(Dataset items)

▶

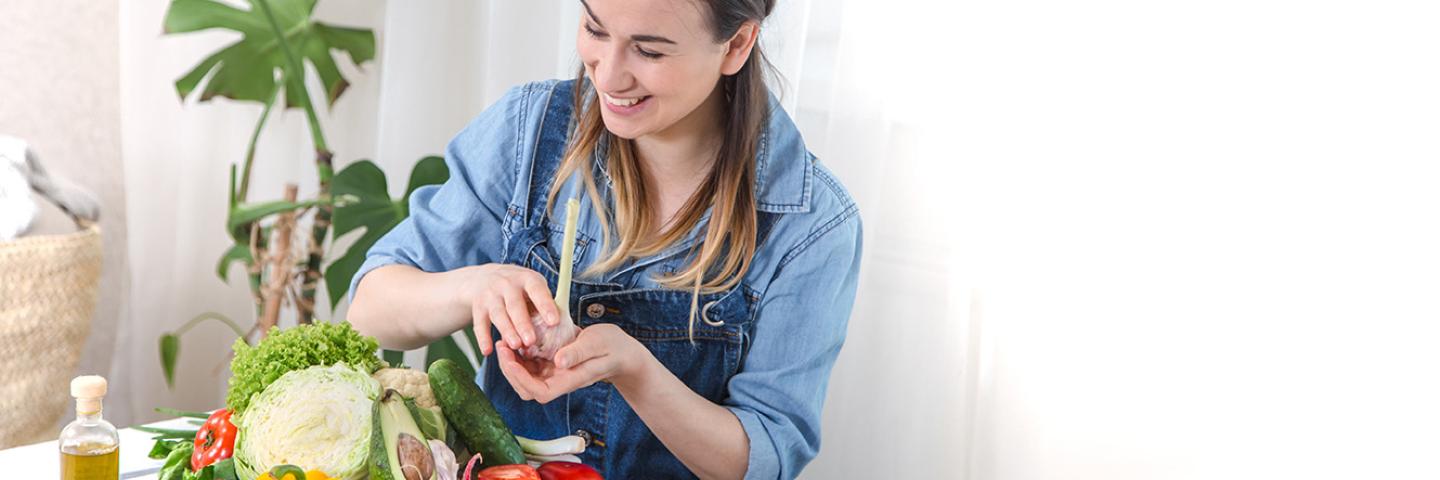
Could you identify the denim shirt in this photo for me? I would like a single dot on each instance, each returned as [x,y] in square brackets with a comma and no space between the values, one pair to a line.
[785,322]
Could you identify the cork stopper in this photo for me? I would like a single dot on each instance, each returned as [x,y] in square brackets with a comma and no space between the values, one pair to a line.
[88,391]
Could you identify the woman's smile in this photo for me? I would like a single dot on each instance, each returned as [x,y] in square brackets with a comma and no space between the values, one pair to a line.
[624,105]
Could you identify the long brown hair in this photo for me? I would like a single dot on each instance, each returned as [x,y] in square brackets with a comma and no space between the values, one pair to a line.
[729,190]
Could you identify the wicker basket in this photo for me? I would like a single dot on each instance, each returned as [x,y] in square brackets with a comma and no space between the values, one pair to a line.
[48,290]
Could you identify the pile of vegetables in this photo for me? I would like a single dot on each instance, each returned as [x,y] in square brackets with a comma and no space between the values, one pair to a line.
[316,402]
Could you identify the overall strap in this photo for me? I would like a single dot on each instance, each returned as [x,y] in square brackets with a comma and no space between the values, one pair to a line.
[553,134]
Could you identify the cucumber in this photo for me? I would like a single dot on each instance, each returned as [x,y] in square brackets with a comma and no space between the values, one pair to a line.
[468,410]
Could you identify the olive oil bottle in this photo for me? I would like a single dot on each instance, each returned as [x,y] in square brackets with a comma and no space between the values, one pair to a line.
[90,446]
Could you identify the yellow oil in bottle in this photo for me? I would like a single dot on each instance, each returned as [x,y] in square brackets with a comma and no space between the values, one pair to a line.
[90,461]
[90,446]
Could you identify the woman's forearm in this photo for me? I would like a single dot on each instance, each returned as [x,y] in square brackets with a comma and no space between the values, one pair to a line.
[706,437]
[406,307]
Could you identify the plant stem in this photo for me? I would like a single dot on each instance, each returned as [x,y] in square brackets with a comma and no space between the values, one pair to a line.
[249,150]
[295,77]
[320,228]
[280,263]
[210,316]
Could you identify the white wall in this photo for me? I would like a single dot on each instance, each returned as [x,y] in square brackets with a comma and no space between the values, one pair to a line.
[59,90]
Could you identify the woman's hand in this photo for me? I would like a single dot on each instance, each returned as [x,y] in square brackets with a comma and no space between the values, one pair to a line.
[601,353]
[507,296]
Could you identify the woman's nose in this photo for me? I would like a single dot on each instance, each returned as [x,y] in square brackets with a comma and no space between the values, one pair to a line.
[608,72]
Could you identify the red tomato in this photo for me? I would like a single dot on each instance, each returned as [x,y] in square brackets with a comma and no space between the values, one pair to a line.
[568,470]
[215,441]
[517,472]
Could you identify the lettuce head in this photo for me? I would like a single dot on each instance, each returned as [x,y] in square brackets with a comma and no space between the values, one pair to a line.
[313,418]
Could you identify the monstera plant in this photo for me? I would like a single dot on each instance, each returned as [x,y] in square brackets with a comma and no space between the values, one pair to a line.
[278,39]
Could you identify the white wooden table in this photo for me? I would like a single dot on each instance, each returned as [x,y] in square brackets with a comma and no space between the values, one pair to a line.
[43,460]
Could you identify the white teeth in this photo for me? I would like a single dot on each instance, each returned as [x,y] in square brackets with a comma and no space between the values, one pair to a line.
[621,101]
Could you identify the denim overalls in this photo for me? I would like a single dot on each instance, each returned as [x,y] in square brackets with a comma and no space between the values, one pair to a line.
[621,444]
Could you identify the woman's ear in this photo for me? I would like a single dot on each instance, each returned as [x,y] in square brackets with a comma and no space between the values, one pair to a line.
[739,46]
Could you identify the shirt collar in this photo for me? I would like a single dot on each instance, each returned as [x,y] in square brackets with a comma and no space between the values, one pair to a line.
[782,165]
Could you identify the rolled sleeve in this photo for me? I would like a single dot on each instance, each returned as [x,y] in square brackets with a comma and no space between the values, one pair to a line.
[458,222]
[799,329]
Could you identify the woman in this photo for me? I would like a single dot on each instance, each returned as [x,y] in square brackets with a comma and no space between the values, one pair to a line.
[717,258]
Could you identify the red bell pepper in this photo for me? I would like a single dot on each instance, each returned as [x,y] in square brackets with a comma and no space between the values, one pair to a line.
[517,472]
[215,441]
[568,470]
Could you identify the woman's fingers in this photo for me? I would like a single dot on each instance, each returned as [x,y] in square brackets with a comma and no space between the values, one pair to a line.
[524,384]
[501,320]
[540,297]
[481,317]
[510,366]
[575,378]
[576,353]
[519,312]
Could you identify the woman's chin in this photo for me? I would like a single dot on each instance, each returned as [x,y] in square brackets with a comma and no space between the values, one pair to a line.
[624,130]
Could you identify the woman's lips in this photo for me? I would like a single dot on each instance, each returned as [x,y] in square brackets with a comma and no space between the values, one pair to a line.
[625,105]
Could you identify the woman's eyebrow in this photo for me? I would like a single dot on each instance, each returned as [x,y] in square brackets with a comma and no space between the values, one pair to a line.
[592,13]
[634,38]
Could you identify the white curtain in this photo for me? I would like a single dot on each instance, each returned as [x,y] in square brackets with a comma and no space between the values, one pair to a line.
[1102,240]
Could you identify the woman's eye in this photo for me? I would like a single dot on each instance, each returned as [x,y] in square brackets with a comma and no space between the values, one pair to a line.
[647,54]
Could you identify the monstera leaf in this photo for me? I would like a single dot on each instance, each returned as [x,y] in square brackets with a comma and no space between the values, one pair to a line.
[246,69]
[367,205]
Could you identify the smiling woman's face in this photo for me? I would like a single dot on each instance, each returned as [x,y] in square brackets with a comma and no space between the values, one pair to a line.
[654,62]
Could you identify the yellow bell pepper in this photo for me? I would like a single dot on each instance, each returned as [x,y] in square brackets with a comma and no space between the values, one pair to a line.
[310,474]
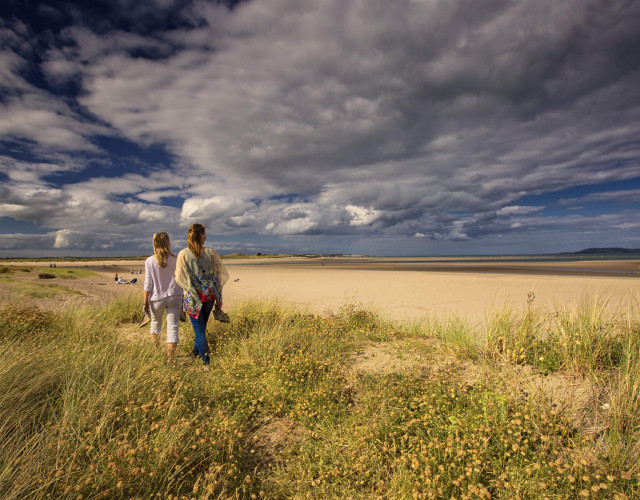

◀

**Description of the task**
What I need is every record written out exactly, minus the pictures.

**Solution to the exercise**
Could you identify the denim shirt in this photo for me? I would like a single dot on each instance, each returned as [x,y] in square brackets with a comma and no space between the values, one pair to a line.
[785,322]
Could you identify the cork stopper in this photo for me? I would like a single dot on each instance, each returned as [x,y] in square brackets with a comma and no space between the values, one pair to a line.
[88,391]
Could you identify the woman's smile in this photo for me? I would like a single dot on each instance, each returned as [x,y] in square brackets with a comma and no space between the values, one pair to a line.
[624,105]
Could you identify the long brown hair in this photo for me? I would like a single dot on each instance, each returned as [x,y] in square brackets with a comma and no space between the values, one pair to a line.
[729,190]
Could you identify the wicker basket in this photo for me? I would like a single dot on each instance, each returned as [x,y] in square brackets with a comma and no space between the values, one pair to a line.
[48,290]
Could you identify the pile of vegetables in this photo for me? I would like a single dot on each instance, each returned as [x,y] in square brackets with a comma and no space between the values, one pair to a line.
[316,402]
Could you identify the overall strap in this photo for me? I would like a single dot on each instance, each returned as [x,y] in square brackets with a comma and no space between the values, one pair to a line.
[553,134]
Could you identify the cucumber in this photo for me? I would like a single dot on each instance, each returned as [x,y] in square brackets with a comma and no space between the values, one pair to a line.
[468,410]
Could you identify the olive oil bottle in this photo for me? I would like a single dot on each instance, each returned as [x,y] in square brackets with a comma and no space between the values, one pair to a line.
[90,446]
Could you identify the yellow oil in bottle in this photo for me? I would like a single dot on each instance, each returned as [x,y] in square brackets with a comma and no space between the values, one pair to a line.
[90,461]
[90,446]
Could you identify the woman's forearm in this photo for me? I would like a single dot on each instance, each returned as [x,y] in square brackets with a comma and no space between the values, one pair to a line.
[706,437]
[406,307]
Could you identify the plant stem in this photo for me? I would like a single dot on each instance, each returned as [x,y] in square brackets with a comma and no space between the values, one pair to a line.
[249,150]
[295,77]
[320,228]
[280,263]
[210,316]
Could you identify the white wall in this photo for me? I would like a single dot on each instance, each returned as [x,y] in square brackets with a comma and no space between the values, one pair to a line.
[59,90]
Could you identify the woman's hand in this photo for me? I would like a single dot on each instance, each returned as [x,y] in square brackets with a comma and no space between the values, one pair to a line.
[601,353]
[507,296]
Could you identify the woman's nose in this photo for me? I would like a single dot on each instance, each returned as [x,y] in square brackets with a comma and no space between the values, one pair to a line.
[608,72]
Could you identify the red tomato in this photo for me? I would like a single dot on each instance, each returned as [x,y] in square brackets with a comma and no space between the values, one pair to a line.
[568,470]
[215,441]
[517,472]
Could you identify the lettuce head in this photo for me? I would like a single dot on each instance, each returned as [x,y] in square brackets with a comma and no space between the values, one pair to a line.
[313,418]
Could you identify the monstera plant in this photo for me? I would like a single dot on each instance, each returned as [x,y] in square brackets with a comma and no space between the values, one pair to a line.
[278,39]
Could you identify the white wooden table in this photo for me? I would like a single dot on each instance, each returned as [x,y] in square brackets with a comma and no space between the values, one pair to a line.
[43,460]
Could you identify the white teeth in this photo for me? I would like a single dot on each instance, each returned as [x,y] in square brackets with a comma and no space between the values, one pair to a line.
[621,101]
Could you identify the denim overalls in this photo for me? I would like a single dot on each instance, each returned as [x,y] in square brackets with a comma and no space between the values, one pair to a line.
[621,444]
Could you identify the woman's ear in this photo for me? I would like a single dot on each instance, each returned as [x,y] in square brackets with a comma and no space between the values, one pair to a line.
[739,46]
Could you identify the shirt collar in this photo for me? I would like a single dot on each instance, each returned as [x,y] in square brackets with a comma and no space between the values, one pair to a line.
[782,165]
Could you identify the rolled sleeve in this photo for me? I would like a single dot on each instance, each returned as [x,y] in square brackets with a comma and no space between the values, one pair to a line.
[458,222]
[799,329]
Could you identify the woman in this photo for me? I would like a single dot on each instance, each returned as [x,y] in square brackets with a comma and no space between the values, one pair to a line.
[717,258]
Could you identify the red bell pepper in this photo for me? I would like a single dot on each instance, each returned as [x,y] in square brackets with a comma and no space between the values, one pair to a line.
[517,472]
[215,441]
[568,470]
Could you identify the woman's fingers in this photo for me? I would like a single dot on each instance, each returned as [x,y] in square brackets with a comma and no space between the values, one pair to a line.
[524,384]
[501,320]
[540,297]
[481,317]
[510,366]
[575,378]
[576,353]
[519,312]
Could you identify the woman's chin in this photo for me? I would like a single dot on each instance, each returned as [x,y] in square brackets with a comma and no space between the values, one pair to a line.
[624,130]
Could you identify the woman's lips in this photo for me? I would like a single dot on each instance, each returned as [x,y] in square brackets with a comma and no space between the values, one pair to a line.
[625,105]
Could you identify the woman's eyebrow in this photo for me? I would like a single dot on each instance, each returned as [x,y] in square brackets with a comma and no space between the values, one pair to a line.
[592,13]
[634,38]
Could you identify the white curtain in this photo for me? I would like a single dot on each instance, each returned as [x,y] in square brackets with a comma and no space between the values, one pair to a line.
[1102,240]
Could you identify the woman's eye in this photo for me? I would like a single dot on each instance, each returned as [x,y] in square brackets with a comma and no space between the values, one pair to a line.
[647,54]
Could you identify the monstera leaf in this photo for me? I would like a single dot on each instance, each returned as [x,y] in square brackets with a comma and no space between the values, one pair to a line.
[246,69]
[367,205]
Could you identify the smiling woman's face in this photo for me? I would like a single dot on each instance, each returned as [x,y] in square brackets with a comma and no space between the values, one pair to a line.
[654,62]
Could you identify the yellow bell pepper in this photo for me? I would like a single dot on each instance, each returned as [x,y] in square brackets with a comma and no space between the values, one pair to a line.
[310,474]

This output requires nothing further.